- Record extracts:
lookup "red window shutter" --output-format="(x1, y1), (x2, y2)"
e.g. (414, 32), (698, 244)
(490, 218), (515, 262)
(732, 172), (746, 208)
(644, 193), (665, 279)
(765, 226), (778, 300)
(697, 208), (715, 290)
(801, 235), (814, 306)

- Exercise details: Reproduce all of the rows above character for character, leaving nothing out.

- The response:
lookup "red window shutter" --output-format="(x1, y1), (x2, y2)"
e.g. (414, 32), (698, 244)
(490, 218), (515, 262)
(732, 172), (746, 208)
(644, 193), (665, 279)
(765, 226), (778, 300)
(697, 208), (715, 290)
(801, 235), (814, 306)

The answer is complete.